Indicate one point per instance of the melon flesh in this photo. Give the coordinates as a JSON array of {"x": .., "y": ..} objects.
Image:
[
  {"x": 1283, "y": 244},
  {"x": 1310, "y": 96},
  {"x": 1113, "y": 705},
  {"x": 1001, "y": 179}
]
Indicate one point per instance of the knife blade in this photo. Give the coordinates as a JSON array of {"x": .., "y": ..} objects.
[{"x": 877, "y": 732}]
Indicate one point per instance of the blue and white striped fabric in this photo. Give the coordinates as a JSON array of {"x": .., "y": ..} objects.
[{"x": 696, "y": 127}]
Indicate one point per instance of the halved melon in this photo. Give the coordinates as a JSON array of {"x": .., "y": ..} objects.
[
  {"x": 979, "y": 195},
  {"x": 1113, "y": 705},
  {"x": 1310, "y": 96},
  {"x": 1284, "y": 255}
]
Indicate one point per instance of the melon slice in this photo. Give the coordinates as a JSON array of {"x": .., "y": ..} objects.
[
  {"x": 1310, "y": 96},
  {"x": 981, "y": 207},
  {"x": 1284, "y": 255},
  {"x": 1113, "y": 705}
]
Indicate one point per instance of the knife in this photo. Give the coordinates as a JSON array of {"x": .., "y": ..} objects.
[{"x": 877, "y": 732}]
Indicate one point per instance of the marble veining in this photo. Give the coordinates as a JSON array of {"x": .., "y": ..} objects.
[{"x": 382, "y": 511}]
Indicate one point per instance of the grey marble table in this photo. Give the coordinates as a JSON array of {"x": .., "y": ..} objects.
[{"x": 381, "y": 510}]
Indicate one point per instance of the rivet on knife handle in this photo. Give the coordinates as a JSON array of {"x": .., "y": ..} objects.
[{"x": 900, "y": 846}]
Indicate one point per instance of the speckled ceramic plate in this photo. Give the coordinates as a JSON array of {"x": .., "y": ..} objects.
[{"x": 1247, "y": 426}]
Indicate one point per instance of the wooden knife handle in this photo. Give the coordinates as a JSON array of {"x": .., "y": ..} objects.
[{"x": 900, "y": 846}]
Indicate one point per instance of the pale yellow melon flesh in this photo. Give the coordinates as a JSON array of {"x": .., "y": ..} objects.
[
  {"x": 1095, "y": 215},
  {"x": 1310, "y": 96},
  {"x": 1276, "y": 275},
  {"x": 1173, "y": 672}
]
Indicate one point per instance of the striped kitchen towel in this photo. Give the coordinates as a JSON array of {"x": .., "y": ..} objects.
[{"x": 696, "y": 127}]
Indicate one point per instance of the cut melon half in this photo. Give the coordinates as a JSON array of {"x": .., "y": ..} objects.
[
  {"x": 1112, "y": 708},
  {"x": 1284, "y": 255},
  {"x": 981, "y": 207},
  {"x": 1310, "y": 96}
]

작성 과제> 위에 제시된 기록을 처음부터 끝까지 한 글자도 바꾸지 말고 다시 입력하시오.

전체 답안>
Indicate one point per instance of the melon flesh in this photo. Give the coordinates as a JSON array of {"x": .., "y": ..} objects.
Image:
[
  {"x": 1283, "y": 244},
  {"x": 1310, "y": 96},
  {"x": 1113, "y": 705},
  {"x": 1001, "y": 179}
]
Indicate one point per instance of the knife blade in this photo. Give the coordinates as a JSON array of {"x": .., "y": ..} objects.
[{"x": 877, "y": 732}]
Indicate one point per instance of the blue and white striped fabric in this photo. Give the coordinates as a JSON array of {"x": .., "y": ..} objects.
[{"x": 696, "y": 127}]
Indicate one point per instance of the halved melon in this photo. Give the coordinates as a JSON array of {"x": .., "y": ..} objects.
[
  {"x": 979, "y": 195},
  {"x": 1113, "y": 705},
  {"x": 1310, "y": 96},
  {"x": 1284, "y": 255}
]
Indicate one point per instance of the melon slice in this photo. Give the coordinates as a JSON array of {"x": .., "y": ..} objects.
[
  {"x": 1310, "y": 96},
  {"x": 981, "y": 207},
  {"x": 1284, "y": 255},
  {"x": 1113, "y": 705}
]
Indicate one point per instance of the knife in this photo. Give the coordinates as a JSON array of {"x": .., "y": ..} objects.
[{"x": 877, "y": 732}]
Indicate one point per instance of the marble veining in this photo. Give the coordinates as a JSON array of {"x": .., "y": ..} objects.
[{"x": 382, "y": 511}]
Indicate one point per instance of the grey marble table in this photo. Give the coordinates as a JSON array of {"x": .., "y": ..} objects.
[{"x": 381, "y": 510}]
Indicate one point per instance of the rivet on knife handle in this photo. Give the coordinates as a JSON array of {"x": .., "y": ..} objects.
[{"x": 900, "y": 846}]
Indicate one point per instance of the speckled ceramic plate in this photo. Give the coordinates as a JSON array of {"x": .., "y": ..} objects.
[{"x": 1247, "y": 426}]
Indicate one point per instance of the wooden knife handle in this photo. Give the coordinates as a JSON array of {"x": .., "y": ..} objects.
[{"x": 900, "y": 846}]
Indicate one point per instance of the pale yellow melon flesh in this photo. Give the coordinates as a JSON array of {"x": .., "y": ..} objects.
[
  {"x": 1095, "y": 215},
  {"x": 1310, "y": 96},
  {"x": 1276, "y": 275},
  {"x": 1173, "y": 672}
]
Indicate one point per instance of the striped kitchen towel in this photo. Give the coordinates as a JSON array of {"x": .., "y": ..} objects.
[{"x": 696, "y": 127}]
Indicate one point per instance of the cut melon half in this photo. Give the coordinates as a JSON array of {"x": .., "y": ..} objects.
[
  {"x": 1112, "y": 708},
  {"x": 1284, "y": 255},
  {"x": 981, "y": 207},
  {"x": 1310, "y": 96}
]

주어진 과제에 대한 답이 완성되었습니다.